Please repeat the records word for word, from the line that contains "Reviewer note: verify that every instance of the white" through the end of the records, both included.

RECORDS FOR PROCESSING start

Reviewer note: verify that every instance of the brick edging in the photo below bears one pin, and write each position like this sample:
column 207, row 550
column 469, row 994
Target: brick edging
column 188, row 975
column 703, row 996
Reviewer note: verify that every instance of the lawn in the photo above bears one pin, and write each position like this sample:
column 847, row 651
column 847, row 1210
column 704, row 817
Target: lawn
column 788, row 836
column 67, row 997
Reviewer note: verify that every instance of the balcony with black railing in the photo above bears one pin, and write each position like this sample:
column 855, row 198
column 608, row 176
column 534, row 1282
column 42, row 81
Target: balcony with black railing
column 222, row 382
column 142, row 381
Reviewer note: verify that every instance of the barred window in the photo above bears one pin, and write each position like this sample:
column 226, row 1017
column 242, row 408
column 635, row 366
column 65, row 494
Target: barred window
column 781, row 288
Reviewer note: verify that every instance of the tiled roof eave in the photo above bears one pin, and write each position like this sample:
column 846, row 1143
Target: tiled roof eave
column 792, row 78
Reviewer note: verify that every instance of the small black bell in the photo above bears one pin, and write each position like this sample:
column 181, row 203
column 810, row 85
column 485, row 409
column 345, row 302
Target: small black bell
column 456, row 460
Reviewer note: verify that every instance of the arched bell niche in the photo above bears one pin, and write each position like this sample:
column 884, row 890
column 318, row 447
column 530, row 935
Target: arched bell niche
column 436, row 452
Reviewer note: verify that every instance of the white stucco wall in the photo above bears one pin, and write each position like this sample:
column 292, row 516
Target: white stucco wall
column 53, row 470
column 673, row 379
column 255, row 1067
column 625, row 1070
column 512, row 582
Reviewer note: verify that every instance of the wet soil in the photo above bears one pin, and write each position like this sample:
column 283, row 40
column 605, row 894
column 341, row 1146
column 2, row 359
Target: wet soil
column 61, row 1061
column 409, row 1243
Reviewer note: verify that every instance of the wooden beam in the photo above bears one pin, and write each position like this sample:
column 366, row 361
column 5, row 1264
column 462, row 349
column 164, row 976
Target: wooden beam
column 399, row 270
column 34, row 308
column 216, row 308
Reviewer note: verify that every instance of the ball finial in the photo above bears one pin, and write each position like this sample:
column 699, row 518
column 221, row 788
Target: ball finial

RECORDS FOR PROCESSING end

▶ _COMPLETE ANSWER_
Reviewer note: verify that every instance of the white stucco wall in the photo above bears one pin, and write each position like this sample:
column 292, row 516
Target: white stucco wall
column 53, row 470
column 673, row 379
column 255, row 1067
column 625, row 1070
column 512, row 582
Reviewer note: verify that every instance of the wet soil in the photo above bears one pin, and write each position like this sample:
column 283, row 40
column 605, row 894
column 341, row 1146
column 2, row 359
Target: wet soil
column 61, row 1061
column 409, row 1243
Reviewer note: verify that every instance of the wooden beam in the photo above bears one pin, and write each position like this sample:
column 366, row 361
column 5, row 1264
column 462, row 349
column 164, row 976
Target: wooden beam
column 399, row 270
column 34, row 308
column 216, row 308
Reviewer note: verify that every instance of the ball finial in the photo above bears one pin, and write each position like this sample:
column 699, row 518
column 221, row 788
Target: ball finial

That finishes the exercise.